What you will do => Repeat verbatim every line of the material, beginning at the line that holds "Provide the segmentation of every instance of the meadow" and ending at its last line.

***

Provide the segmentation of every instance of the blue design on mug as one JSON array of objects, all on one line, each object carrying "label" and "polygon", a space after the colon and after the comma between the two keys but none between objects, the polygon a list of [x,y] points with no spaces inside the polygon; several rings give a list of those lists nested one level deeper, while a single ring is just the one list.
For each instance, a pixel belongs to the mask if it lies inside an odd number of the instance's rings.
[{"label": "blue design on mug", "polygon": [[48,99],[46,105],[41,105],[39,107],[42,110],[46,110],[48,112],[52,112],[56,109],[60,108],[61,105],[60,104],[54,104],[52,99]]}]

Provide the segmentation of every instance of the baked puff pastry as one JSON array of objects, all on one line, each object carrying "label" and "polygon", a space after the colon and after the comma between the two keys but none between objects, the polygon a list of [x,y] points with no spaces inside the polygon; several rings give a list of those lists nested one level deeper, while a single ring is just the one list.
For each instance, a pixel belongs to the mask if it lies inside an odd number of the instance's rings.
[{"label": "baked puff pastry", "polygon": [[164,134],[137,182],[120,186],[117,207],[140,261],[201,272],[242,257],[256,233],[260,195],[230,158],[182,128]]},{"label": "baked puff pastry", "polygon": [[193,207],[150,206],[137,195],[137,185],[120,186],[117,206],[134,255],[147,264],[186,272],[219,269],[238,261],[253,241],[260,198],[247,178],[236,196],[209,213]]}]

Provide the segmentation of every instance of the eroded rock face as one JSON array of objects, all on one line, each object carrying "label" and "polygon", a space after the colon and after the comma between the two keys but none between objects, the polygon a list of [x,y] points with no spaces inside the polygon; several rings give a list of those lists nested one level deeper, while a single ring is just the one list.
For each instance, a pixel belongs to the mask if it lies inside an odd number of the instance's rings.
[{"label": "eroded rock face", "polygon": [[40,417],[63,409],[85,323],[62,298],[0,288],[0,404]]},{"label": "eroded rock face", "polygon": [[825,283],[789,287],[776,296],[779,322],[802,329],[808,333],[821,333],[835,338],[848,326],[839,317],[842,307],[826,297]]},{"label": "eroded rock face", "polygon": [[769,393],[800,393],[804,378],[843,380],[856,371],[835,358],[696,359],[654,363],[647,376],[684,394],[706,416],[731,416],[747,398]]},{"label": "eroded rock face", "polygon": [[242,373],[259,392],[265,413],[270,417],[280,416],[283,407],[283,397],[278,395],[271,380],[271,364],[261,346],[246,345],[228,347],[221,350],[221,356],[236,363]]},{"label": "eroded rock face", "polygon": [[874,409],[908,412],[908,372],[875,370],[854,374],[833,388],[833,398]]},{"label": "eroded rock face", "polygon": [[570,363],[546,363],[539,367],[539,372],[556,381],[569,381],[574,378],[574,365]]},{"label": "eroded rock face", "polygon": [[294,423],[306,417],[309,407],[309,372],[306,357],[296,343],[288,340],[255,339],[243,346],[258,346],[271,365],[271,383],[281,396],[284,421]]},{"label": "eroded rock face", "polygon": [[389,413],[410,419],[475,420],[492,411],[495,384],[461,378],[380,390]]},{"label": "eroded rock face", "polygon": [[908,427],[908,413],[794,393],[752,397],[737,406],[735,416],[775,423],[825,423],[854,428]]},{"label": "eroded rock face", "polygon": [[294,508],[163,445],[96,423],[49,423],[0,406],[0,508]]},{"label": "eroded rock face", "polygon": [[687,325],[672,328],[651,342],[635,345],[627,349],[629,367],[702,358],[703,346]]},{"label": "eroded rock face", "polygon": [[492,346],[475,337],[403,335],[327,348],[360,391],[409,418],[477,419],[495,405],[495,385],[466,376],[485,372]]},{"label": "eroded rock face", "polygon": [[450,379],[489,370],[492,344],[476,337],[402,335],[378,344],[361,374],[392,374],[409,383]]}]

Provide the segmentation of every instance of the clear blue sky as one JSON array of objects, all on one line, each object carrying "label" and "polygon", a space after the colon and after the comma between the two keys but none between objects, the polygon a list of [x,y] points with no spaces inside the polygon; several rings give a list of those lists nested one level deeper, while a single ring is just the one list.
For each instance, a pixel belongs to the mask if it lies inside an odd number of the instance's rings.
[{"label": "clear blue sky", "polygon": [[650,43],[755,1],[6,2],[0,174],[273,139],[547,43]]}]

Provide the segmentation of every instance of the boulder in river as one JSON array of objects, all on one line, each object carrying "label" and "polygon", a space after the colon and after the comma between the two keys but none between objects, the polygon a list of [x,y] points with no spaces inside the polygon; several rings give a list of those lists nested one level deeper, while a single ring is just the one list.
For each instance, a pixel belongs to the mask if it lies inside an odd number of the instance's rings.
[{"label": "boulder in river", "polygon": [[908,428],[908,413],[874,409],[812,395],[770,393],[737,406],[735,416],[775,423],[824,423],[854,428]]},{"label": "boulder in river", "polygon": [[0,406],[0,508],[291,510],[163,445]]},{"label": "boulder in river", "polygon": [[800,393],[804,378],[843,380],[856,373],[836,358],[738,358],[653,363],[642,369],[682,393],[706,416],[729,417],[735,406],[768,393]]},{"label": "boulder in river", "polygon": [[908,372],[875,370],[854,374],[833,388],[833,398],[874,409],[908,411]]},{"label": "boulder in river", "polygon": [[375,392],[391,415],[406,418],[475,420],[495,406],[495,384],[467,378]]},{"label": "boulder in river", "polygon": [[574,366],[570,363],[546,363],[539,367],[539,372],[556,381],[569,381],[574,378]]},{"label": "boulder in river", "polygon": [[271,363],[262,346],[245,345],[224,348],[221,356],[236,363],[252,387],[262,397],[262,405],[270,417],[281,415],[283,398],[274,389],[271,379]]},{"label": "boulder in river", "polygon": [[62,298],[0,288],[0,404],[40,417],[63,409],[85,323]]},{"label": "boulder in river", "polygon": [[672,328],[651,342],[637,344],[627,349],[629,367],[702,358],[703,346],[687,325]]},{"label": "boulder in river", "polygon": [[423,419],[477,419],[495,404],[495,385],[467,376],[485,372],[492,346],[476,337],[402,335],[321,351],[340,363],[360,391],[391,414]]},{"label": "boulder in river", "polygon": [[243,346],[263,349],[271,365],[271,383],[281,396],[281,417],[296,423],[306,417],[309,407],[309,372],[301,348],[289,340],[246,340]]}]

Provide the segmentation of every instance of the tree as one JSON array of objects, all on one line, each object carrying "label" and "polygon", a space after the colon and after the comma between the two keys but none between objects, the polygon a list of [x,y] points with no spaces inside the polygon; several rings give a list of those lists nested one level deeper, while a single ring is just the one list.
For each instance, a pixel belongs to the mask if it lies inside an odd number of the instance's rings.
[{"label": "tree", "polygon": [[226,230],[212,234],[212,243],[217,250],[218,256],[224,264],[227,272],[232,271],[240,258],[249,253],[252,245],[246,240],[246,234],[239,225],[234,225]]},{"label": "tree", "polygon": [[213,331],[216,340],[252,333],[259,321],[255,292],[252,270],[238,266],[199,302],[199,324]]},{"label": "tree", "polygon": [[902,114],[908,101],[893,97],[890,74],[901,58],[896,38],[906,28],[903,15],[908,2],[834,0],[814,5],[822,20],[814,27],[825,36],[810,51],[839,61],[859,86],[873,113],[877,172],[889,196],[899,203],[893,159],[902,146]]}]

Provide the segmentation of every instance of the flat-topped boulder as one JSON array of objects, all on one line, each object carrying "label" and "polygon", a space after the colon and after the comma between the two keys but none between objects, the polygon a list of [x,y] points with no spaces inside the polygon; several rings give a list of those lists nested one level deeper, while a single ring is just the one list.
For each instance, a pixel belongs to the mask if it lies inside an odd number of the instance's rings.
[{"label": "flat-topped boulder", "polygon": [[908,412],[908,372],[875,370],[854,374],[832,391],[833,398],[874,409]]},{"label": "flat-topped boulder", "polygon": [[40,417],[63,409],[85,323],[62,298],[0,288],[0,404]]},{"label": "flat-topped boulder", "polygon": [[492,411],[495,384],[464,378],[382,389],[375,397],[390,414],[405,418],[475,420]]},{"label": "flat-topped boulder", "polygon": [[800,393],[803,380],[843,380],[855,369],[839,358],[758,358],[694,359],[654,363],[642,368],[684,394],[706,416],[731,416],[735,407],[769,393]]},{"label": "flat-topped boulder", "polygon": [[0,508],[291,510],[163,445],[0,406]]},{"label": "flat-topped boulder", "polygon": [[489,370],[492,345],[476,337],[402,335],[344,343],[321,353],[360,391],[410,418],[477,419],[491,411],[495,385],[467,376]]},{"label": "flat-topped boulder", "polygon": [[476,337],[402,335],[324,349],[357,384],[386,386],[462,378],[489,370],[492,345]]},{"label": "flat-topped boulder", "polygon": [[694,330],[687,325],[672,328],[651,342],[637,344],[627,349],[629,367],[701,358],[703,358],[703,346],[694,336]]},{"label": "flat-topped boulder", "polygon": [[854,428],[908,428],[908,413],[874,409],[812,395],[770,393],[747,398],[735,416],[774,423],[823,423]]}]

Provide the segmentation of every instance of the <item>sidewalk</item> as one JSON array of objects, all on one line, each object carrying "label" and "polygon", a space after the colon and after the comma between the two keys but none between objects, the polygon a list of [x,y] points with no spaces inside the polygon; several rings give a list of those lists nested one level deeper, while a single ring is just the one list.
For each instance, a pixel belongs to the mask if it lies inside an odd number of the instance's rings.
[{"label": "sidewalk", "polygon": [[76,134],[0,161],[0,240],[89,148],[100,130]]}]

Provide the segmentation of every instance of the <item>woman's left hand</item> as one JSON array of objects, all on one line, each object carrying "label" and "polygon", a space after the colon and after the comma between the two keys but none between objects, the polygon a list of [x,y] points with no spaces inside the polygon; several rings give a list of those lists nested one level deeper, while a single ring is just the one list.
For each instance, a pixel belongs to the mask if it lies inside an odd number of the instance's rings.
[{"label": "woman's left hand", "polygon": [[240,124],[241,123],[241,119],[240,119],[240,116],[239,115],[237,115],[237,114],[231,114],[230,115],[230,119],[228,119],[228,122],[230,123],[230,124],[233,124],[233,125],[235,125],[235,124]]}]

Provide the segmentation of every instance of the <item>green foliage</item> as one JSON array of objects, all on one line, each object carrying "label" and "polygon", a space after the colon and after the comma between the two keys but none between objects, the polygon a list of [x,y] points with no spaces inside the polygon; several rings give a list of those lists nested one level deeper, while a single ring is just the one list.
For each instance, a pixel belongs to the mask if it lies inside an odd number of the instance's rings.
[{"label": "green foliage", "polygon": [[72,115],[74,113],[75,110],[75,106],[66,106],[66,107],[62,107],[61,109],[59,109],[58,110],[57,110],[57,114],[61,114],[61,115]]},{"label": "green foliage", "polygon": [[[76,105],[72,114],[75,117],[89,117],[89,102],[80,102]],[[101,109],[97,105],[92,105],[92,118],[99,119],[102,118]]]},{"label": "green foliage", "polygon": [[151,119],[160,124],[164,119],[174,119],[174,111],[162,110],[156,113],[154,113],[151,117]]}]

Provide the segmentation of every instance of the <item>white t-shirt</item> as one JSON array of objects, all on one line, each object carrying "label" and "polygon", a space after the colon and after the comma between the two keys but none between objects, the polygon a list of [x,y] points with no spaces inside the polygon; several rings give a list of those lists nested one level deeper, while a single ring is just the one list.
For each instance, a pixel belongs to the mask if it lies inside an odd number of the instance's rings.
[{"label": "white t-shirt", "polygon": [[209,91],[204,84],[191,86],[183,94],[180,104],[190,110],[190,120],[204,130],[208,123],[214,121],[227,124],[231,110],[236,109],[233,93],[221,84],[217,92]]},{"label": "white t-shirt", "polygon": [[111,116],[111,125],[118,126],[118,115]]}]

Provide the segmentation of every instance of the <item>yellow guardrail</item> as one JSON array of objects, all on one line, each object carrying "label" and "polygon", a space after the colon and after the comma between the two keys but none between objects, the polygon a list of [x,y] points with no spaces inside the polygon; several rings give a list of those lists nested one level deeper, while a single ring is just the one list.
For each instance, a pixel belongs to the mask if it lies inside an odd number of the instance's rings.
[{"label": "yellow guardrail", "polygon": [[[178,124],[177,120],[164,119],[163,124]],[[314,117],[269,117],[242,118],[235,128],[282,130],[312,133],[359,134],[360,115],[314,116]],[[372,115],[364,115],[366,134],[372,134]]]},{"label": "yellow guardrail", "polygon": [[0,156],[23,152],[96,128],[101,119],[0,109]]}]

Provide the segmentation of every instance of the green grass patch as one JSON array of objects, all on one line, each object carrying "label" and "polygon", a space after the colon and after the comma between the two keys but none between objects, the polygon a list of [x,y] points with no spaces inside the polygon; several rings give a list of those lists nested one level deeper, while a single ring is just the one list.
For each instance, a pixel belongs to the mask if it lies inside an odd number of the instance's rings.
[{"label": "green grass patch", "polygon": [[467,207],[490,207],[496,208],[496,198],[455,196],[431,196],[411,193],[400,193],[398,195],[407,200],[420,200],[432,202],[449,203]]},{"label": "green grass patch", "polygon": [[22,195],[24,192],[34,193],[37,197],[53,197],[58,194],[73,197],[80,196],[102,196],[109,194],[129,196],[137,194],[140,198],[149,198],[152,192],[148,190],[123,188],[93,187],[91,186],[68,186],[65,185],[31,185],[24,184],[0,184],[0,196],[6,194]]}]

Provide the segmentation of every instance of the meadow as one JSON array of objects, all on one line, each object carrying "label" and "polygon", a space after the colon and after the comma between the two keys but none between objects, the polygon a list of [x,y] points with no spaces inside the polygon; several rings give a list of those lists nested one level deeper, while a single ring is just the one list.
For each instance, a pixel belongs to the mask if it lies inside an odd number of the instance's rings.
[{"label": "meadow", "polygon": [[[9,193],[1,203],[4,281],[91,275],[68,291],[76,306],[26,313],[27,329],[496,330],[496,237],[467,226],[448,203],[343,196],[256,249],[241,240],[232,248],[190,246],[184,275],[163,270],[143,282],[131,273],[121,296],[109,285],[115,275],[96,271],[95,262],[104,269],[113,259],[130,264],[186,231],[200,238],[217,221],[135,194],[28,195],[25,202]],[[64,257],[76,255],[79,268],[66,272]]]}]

***

Exercise response =>
Provide the segmentation of every instance of the meadow as one JSON array of objects, all on one line, each object carrying "label" and "polygon", a space after the colon and after the comma between the two keys but none between objects, the polygon a list of [x,y] points with no spaces inside the polygon; several rings give a list of those lists nested one level deeper, while a single ring is just the one list.
For each instance, a pixel belongs to the mask if it lies inside an odd number of the instance's rings.
[{"label": "meadow", "polygon": [[[9,193],[1,203],[4,281],[91,275],[68,291],[76,306],[26,313],[27,329],[496,330],[496,237],[467,226],[448,203],[343,196],[256,249],[241,240],[232,248],[190,246],[184,275],[163,270],[143,282],[131,273],[121,296],[109,285],[115,275],[96,271],[95,262],[104,269],[113,259],[130,264],[186,231],[200,238],[217,221],[135,194],[28,195],[25,202]],[[64,257],[76,255],[79,268],[66,272]]]}]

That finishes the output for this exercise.